[Begin LISTED ENTRIES]

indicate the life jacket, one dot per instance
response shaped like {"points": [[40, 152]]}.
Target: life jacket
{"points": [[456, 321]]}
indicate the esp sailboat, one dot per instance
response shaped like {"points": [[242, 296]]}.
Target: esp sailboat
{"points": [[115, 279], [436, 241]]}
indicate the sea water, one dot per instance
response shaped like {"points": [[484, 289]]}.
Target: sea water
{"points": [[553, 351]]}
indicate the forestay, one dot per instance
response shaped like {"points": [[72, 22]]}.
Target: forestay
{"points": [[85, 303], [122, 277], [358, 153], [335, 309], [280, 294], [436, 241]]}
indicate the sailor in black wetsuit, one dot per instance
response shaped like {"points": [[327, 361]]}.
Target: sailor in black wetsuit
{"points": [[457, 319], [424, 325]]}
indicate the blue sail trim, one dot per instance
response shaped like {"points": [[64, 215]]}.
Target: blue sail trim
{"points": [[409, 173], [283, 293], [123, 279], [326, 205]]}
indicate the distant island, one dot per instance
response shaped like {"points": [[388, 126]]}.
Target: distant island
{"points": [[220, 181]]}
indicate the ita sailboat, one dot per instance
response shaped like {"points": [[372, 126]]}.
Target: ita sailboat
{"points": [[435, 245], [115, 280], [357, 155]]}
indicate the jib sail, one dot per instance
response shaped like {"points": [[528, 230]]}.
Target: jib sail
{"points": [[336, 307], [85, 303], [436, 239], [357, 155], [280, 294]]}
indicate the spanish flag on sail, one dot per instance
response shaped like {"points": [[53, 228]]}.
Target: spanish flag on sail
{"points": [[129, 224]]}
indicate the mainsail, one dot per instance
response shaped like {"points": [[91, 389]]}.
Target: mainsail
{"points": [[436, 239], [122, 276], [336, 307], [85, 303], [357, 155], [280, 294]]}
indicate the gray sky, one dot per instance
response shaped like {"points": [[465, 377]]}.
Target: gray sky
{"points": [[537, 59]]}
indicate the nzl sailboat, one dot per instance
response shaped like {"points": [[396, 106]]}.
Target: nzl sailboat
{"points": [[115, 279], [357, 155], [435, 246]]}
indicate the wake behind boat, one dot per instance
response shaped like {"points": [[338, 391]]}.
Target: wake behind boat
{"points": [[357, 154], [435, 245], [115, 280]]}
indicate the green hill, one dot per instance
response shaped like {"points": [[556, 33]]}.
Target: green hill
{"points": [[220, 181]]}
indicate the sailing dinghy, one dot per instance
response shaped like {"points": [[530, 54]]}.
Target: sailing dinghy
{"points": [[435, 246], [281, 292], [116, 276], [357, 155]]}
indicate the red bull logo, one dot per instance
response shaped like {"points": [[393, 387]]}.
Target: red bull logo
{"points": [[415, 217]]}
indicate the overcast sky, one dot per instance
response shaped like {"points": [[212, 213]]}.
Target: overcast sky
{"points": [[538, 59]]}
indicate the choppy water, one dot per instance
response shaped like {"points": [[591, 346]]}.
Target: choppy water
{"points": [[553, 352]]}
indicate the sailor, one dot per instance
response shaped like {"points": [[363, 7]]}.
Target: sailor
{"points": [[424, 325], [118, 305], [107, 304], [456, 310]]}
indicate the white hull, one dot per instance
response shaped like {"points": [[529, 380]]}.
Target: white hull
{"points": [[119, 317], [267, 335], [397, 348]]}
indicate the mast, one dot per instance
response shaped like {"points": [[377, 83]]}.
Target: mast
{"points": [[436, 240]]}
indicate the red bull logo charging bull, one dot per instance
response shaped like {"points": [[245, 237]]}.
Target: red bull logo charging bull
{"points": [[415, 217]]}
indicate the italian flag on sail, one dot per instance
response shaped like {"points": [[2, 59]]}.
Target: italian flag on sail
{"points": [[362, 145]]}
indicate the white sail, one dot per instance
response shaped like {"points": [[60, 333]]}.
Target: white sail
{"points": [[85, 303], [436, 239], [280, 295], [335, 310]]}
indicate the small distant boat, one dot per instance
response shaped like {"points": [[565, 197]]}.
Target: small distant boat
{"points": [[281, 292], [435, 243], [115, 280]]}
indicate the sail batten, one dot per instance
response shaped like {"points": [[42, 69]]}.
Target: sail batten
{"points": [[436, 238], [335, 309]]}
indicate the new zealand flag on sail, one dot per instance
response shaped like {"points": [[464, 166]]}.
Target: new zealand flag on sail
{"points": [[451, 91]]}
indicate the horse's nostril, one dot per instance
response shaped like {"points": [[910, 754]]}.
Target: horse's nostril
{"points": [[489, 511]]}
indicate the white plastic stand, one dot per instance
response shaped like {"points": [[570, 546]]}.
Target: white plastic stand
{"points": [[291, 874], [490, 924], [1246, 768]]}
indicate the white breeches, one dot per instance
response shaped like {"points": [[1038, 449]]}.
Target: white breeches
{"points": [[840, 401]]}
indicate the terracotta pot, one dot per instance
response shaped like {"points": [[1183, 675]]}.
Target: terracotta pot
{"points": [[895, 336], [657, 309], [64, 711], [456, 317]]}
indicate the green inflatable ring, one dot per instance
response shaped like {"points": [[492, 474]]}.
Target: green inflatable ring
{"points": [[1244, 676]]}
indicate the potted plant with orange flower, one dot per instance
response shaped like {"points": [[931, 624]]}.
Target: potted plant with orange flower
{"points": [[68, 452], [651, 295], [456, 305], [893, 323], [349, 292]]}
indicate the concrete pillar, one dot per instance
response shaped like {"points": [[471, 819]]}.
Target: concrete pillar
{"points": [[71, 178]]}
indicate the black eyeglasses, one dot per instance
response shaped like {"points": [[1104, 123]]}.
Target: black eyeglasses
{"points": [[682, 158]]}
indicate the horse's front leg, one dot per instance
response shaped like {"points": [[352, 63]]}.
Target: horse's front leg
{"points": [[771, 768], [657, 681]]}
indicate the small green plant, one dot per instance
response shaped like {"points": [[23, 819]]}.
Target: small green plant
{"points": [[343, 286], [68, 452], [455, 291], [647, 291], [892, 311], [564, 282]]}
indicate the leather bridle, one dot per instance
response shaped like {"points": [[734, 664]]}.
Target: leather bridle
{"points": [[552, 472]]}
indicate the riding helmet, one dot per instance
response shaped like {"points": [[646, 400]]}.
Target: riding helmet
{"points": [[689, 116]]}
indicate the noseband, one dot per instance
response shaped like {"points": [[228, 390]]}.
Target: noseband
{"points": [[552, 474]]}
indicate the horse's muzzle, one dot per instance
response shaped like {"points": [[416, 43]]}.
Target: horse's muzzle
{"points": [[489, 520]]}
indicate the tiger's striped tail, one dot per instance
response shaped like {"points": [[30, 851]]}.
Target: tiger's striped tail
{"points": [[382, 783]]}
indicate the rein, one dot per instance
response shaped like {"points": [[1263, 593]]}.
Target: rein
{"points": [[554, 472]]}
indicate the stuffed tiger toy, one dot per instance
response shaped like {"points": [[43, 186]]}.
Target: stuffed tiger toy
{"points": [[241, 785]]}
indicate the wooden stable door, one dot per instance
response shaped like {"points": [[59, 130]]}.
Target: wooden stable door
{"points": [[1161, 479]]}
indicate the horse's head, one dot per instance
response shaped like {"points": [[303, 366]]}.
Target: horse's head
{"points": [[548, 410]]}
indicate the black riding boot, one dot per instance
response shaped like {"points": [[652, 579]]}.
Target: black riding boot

[End LISTED ENTRIES]

[SHORT EXERCISE] Could you reproduce the records above, swapping "response shaped like" for "output formatted like" everywhere it occurs and leaving everything else untouched?

[RESULT OF THE EXERCISE]
indicate the life jacket, one dot per instance
output formatted like {"points": [[40, 152]]}.
Target: life jacket
{"points": [[456, 321]]}
indicate the esp sailboat, one dot per instance
output formatted like {"points": [[242, 296]]}.
Target: esp sailboat
{"points": [[115, 279], [436, 241]]}
indicate the sea water, one dot per instance
output formatted like {"points": [[484, 289]]}.
Target: sea water
{"points": [[553, 351]]}
indicate the forestay, one dot per instance
output formatted like {"points": [[72, 22]]}.
Target: forestay
{"points": [[85, 303], [122, 277], [358, 153], [335, 309], [280, 294], [436, 241]]}
indicate the sailor in black wetsuit, one dot per instance
output formatted like {"points": [[327, 361]]}.
Target: sailor in black wetsuit
{"points": [[457, 319], [424, 325]]}
indicate the blue sail trim, one dot per instance
output formatted like {"points": [[64, 215]]}.
Target: blue sail trim
{"points": [[409, 173], [283, 293], [123, 279], [326, 205]]}
indicate the distant island, one dot per instance
output formatted like {"points": [[388, 126]]}.
Target: distant island
{"points": [[220, 181]]}
indicate the ita sailboat, one dot per instance
output formatted like {"points": [[372, 126]]}.
Target: ita sailboat
{"points": [[435, 245], [115, 280], [357, 155]]}
indicate the jib sail, one dot per instance
output formatted like {"points": [[528, 230]]}.
Target: jib sail
{"points": [[336, 307], [85, 303], [436, 239], [357, 155], [280, 294]]}
indicate the spanish flag on sail, one dot per instance
output formatted like {"points": [[53, 228]]}.
Target: spanish flag on sail
{"points": [[129, 224]]}
indicate the mainsail, one dot per instance
output formatted like {"points": [[91, 389]]}.
Target: mainsail
{"points": [[436, 239], [122, 276], [336, 307], [85, 303], [357, 155], [280, 294]]}
indicate the gray sky, one dot per instance
output formatted like {"points": [[465, 377]]}.
Target: gray sky
{"points": [[537, 59]]}
indicate the nzl sailboat, one dot per instance
output formatted like {"points": [[396, 106]]}.
Target: nzl sailboat
{"points": [[115, 279], [357, 155], [435, 246]]}
indicate the wake behind boat, one dot per instance
output formatted like {"points": [[338, 391]]}.
Target: wake behind boat
{"points": [[357, 154], [435, 245], [115, 280]]}
indicate the green hill, one dot per instance
output formatted like {"points": [[556, 33]]}.
Target: green hill
{"points": [[220, 181]]}
indicate the sailing dinghy, one dot per instance
output formatted like {"points": [[530, 54]]}.
Target: sailing dinghy
{"points": [[435, 246], [281, 292], [116, 276], [357, 155]]}
indicate the red bull logo, one dot per instance
output formatted like {"points": [[393, 387]]}.
Target: red bull logo
{"points": [[415, 217]]}
indicate the overcast sky, one dot per instance
output formatted like {"points": [[212, 213]]}.
Target: overcast sky
{"points": [[538, 59]]}
indicate the choppy water, one dot per instance
output formatted like {"points": [[591, 346]]}.
Target: choppy water
{"points": [[553, 352]]}
indicate the sailor, one dot per instance
output formatted like {"points": [[363, 7]]}.
Target: sailor
{"points": [[424, 325], [118, 305], [107, 304], [456, 310]]}
indicate the white hull, one dot per instance
output formatted like {"points": [[529, 380]]}.
Target: white hull
{"points": [[119, 317], [267, 335], [397, 348]]}
indicate the mast, one dot per instance
output formatted like {"points": [[377, 83]]}.
Target: mast
{"points": [[436, 240]]}
indicate the red bull logo charging bull, one dot per instance
output formatted like {"points": [[245, 237]]}.
Target: red bull logo charging bull
{"points": [[415, 217]]}
indicate the italian flag on sail, one dot per instance
output formatted like {"points": [[2, 59]]}.
Target: italian flag on sail
{"points": [[362, 145]]}
indicate the white sail, one dot per instance
output formatted like {"points": [[60, 333]]}.
Target: white sail
{"points": [[85, 303], [436, 239], [280, 295], [335, 310]]}
indicate the small distant boat, one dot per instance
output formatted like {"points": [[565, 197]]}.
Target: small distant boat
{"points": [[281, 292], [435, 243], [115, 280]]}
indicate the sail batten, one dot per instance
output formatted like {"points": [[42, 69]]}.
Target: sail batten
{"points": [[436, 238], [335, 309]]}
indicate the new zealand flag on sail, one dot per instance
output formatted like {"points": [[464, 166]]}.
Target: new zealand flag on sail
{"points": [[451, 91]]}
indicate the horse's nostril, one dot per instance
output formatted like {"points": [[910, 754]]}.
Target: horse's nostril
{"points": [[489, 511]]}
indicate the white plastic stand, one dot per instance
output formatted like {"points": [[570, 546]]}.
Target: white plastic stand
{"points": [[291, 874], [490, 924], [1246, 768]]}
indicate the white breeches, one dot per instance
output formatted like {"points": [[1038, 449]]}.
Target: white breeches
{"points": [[840, 401]]}
indicate the terracotta pot, one dot per instance
output formatted like {"points": [[1183, 675]]}.
Target: terracotta pot
{"points": [[895, 336], [657, 309], [64, 711], [456, 317]]}
indicate the green inflatable ring, one dot per instance
output formatted like {"points": [[492, 474]]}.
Target: green inflatable ring
{"points": [[1244, 676]]}
indicate the potted plant with orange flower, one dot per instance
output formatted like {"points": [[931, 624]]}.
Target: potted plant with orange flower
{"points": [[68, 452], [651, 295], [456, 305], [893, 323], [349, 292]]}
indicate the concrete pillar, one dot per instance
output formatted like {"points": [[471, 819]]}.
Target: concrete pillar
{"points": [[71, 178]]}
indicate the black eyeglasses, one dot per instance
output formatted like {"points": [[1104, 123]]}.
Target: black eyeglasses
{"points": [[682, 158]]}
indicate the horse's front leg, one dot per instance
output formatted like {"points": [[352, 63]]}.
Target: horse's front leg
{"points": [[771, 768], [657, 681]]}
indicate the small green plant, one dot per instance
output formatted like {"points": [[23, 819]]}.
Target: small green plant
{"points": [[343, 286], [68, 452], [455, 291], [647, 291], [892, 311], [564, 282]]}
indicate the leather bridle, one dot per instance
output formatted like {"points": [[734, 664]]}.
Target: leather bridle
{"points": [[552, 472]]}
indicate the riding helmet, one dot per instance
output formatted like {"points": [[646, 400]]}.
Target: riding helmet
{"points": [[689, 116]]}
indicate the noseband, one dot per instance
output formatted like {"points": [[228, 390]]}.
Target: noseband
{"points": [[552, 474]]}
indicate the horse's muzzle, one dot per instance
output formatted like {"points": [[416, 43]]}.
Target: horse's muzzle
{"points": [[489, 520]]}
indicate the tiger's striped tail, one dot per instance
output formatted like {"points": [[30, 851]]}.
Target: tiger's striped tail
{"points": [[382, 783]]}
indicate the rein, one dot per instance
output formatted like {"points": [[1263, 593]]}.
Target: rein
{"points": [[554, 472]]}
indicate the stuffed tiger toy, one dot per instance
output formatted like {"points": [[43, 186]]}.
Target: stuffed tiger toy
{"points": [[241, 785]]}
indicate the wooden stable door, one dot per instance
output formatted like {"points": [[59, 130]]}.
Target: wooden stable door
{"points": [[1161, 479]]}
indicate the horse's head, one dot per instance
output formatted like {"points": [[303, 366]]}.
Target: horse's head
{"points": [[548, 410]]}
indicate the black riding boot, one dot per instance
output formatted like {"points": [[652, 579]]}.
Target: black riding boot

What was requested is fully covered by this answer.